── Extract to read

The path Beyoncé forged is the universe’s love letter to black women who are told their dreams are unrealistic.

Beyoncé’s much-anticipated performance in South Africa at the Global Citizen Festival on 2 December 2018 is for me a moment of scrutiny, not of her music or her well-documented relationship, but of her career and what it can teach us.

Recently voted the most politically divisive artist, Beyoncé is proof that ambitious black women firmly in control of their careers will attract unbearable suspicion. Accused of having sold her soul to the Illuminati in exchange for professional success, Beyoncé is evidence that a black woman running her own world and who answers to no one but herself is so unbelievable and threatening that when it happens it is attributed to some outlandish myth and conspiracy.

Most black women live on the margins of their professional lives. Most professional black women are tethered and constrained to stifling professional environments that emphasise their limits rather than their power.

Sometimes it may seem that black women are on a perpetual collision course with professional disappointment, disrespect and dismissal. Most of us grew up expecting transformative careers — careers that would break barriers and glass ceilings, that would rewrite our family narratives and prove the old adage to be true — hard work does indeed pay off. But empirical evidence suggests that despite the progress we have made, things are still harder than they should be.

To re-phrase Malcolm X’s words, the most disrespected person in corporate South Africa is the black woman. The most unprotected person in corporate South Africa is the black woman. The most neglected person in corporate South Africa is the black woman.

I recently spoke to my aunt who worked as a maid for a white family under apartheid. She said that the one thing that has remained with her so many years later is that despite the intimate nature of her job, an intimacy that brought her inside white bedrooms and bathrooms, that offered her proximity and access to whiteness, is the absurdity that she could wash, but not eat from the same dishes as the white family. She was provided with her own cutlery and plates kept in a separate cabinet from the rest of the family’s dishes. She said that that made her feel like a dog, like a nobody. She had no career — she had a job which made her feel like a nobody.

My desire for manifesting and fulfilling a liberating career was born from the disappointments of the women in my family who will never know what it feels like to have options. They survived, creatively so, but survived nonetheless and my determination is to go beyond survival and attain real control and ownership over my life.

My success, independence, liberation are the only returns of investment for the sacrifices my ancestors made with every humiliation they endured and every dream deferred, which can only be redeemed by the relentless pursuit of my own dreams.

So when Beyoncé covertly dropped her self-titled album in 2013 in the dead of night with no reliance on white mainstream media, I knew the woman I had admired since I was in high school had transcended the rules and structures that keep so many of us in our place. Her control means the defeat of outdated power structures. I was envious. She had attained the kind of liberation I have dreamed of since I was child.

To watch a woman in her 30s, like myself, finally reach a place where she herself is the institution is inspiring. Beyoncé was never a nine-to-five employee as most of us are, but I still think her growth as an artist is something we all crave for our careers.

With almost maniacal obsession, she has exhibited firm control over her career, to the annoyance of those who feel entitled to consultation. Her control is extreme, but understandable. Without it the music business would have chewed her up and spat her out like it has so many black artists. Without control I firmly believe she would have been eaten alive. Unfortunately vulnerability should be reserved for our private and safe spaces.

────

Given task A: In the essay on Beyoncé's career, on what date was her performance at the Global Citizen Festival in South Africa?
The essay on Beyoncé's career and the entries that follow it are separate, unrelated material.

── Record extracts

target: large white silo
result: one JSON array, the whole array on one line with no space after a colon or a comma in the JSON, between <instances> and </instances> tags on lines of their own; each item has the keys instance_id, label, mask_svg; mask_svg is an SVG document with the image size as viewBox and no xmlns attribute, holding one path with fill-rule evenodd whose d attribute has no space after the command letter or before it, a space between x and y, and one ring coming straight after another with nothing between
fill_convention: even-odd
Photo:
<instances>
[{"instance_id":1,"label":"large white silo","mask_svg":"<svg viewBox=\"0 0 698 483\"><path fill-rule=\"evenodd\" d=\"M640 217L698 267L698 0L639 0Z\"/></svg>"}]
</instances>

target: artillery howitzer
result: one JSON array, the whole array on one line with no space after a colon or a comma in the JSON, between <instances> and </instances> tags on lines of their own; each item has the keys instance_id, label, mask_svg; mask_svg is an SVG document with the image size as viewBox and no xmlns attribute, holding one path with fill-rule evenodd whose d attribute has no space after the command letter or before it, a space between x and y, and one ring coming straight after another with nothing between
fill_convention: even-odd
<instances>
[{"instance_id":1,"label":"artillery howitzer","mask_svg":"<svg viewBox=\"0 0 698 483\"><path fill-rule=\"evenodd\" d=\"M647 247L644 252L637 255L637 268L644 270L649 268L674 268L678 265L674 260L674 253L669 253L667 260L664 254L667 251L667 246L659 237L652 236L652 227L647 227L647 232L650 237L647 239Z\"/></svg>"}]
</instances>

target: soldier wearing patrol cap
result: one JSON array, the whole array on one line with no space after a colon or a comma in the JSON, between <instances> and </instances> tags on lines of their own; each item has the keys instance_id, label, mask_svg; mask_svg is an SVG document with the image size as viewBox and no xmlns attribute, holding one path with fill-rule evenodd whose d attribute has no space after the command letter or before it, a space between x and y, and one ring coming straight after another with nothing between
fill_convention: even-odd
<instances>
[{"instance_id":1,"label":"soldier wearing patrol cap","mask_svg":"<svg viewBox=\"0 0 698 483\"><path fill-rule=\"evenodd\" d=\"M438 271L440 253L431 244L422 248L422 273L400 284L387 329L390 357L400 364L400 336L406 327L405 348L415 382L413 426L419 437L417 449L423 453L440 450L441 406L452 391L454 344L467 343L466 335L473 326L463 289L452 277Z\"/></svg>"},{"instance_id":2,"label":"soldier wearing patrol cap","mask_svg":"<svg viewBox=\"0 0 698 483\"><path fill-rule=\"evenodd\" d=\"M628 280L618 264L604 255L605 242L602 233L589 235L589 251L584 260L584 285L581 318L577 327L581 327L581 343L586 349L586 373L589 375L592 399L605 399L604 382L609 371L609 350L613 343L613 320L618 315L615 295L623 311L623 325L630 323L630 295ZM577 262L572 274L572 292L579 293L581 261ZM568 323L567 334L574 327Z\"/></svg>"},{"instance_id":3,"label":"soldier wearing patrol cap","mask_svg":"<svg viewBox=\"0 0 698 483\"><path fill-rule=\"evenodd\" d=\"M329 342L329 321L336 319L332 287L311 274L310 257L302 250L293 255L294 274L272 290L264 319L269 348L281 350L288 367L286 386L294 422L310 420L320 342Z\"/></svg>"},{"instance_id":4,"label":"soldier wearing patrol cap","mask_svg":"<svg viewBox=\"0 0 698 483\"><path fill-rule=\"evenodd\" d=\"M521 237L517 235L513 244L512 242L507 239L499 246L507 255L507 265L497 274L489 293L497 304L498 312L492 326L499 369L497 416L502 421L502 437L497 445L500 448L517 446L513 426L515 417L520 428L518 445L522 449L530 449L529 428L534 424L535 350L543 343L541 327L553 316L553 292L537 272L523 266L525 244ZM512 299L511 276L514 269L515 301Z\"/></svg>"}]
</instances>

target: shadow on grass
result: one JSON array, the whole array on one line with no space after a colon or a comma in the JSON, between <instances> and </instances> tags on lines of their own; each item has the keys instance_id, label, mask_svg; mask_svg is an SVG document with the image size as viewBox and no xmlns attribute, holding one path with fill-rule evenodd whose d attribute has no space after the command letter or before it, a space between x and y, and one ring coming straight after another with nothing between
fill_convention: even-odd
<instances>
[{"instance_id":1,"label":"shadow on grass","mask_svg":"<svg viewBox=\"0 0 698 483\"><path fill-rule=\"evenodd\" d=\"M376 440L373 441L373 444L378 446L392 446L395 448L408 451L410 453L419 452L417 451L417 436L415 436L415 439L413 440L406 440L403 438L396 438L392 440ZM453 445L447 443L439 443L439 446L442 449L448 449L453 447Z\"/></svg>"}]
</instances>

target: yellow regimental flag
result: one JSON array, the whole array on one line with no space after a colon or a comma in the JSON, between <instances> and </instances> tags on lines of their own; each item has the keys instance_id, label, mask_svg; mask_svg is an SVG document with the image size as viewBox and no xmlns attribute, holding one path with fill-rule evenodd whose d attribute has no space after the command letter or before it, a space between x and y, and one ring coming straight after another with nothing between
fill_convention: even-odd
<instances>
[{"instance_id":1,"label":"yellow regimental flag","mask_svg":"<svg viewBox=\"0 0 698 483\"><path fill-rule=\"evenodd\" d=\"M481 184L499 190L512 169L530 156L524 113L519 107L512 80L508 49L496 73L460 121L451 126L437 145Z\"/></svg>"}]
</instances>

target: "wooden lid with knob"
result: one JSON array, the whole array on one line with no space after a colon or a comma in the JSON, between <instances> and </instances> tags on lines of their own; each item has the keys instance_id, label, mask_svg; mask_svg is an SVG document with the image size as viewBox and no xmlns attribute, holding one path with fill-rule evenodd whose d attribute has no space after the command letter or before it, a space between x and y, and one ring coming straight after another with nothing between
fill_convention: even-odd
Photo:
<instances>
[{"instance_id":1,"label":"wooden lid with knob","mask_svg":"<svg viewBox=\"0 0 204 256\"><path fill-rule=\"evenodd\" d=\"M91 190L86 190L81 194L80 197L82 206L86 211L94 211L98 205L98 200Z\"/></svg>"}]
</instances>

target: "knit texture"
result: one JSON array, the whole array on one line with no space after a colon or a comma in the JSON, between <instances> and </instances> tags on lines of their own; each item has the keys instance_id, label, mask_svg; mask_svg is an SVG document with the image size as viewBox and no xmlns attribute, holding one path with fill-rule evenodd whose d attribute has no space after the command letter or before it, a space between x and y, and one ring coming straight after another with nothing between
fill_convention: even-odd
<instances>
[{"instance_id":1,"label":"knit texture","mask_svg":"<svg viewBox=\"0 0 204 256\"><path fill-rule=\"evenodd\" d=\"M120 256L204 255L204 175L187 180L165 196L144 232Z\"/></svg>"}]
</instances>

────

Given task B: Gather every line of the entries that contains the string "target", matching case exactly.

Expected output A: 2 December 2018.

Expected output B:
target: large white silo
target: artillery howitzer
target: soldier wearing patrol cap
target: shadow on grass
target: yellow regimental flag
target: "wooden lid with knob"
target: "knit texture"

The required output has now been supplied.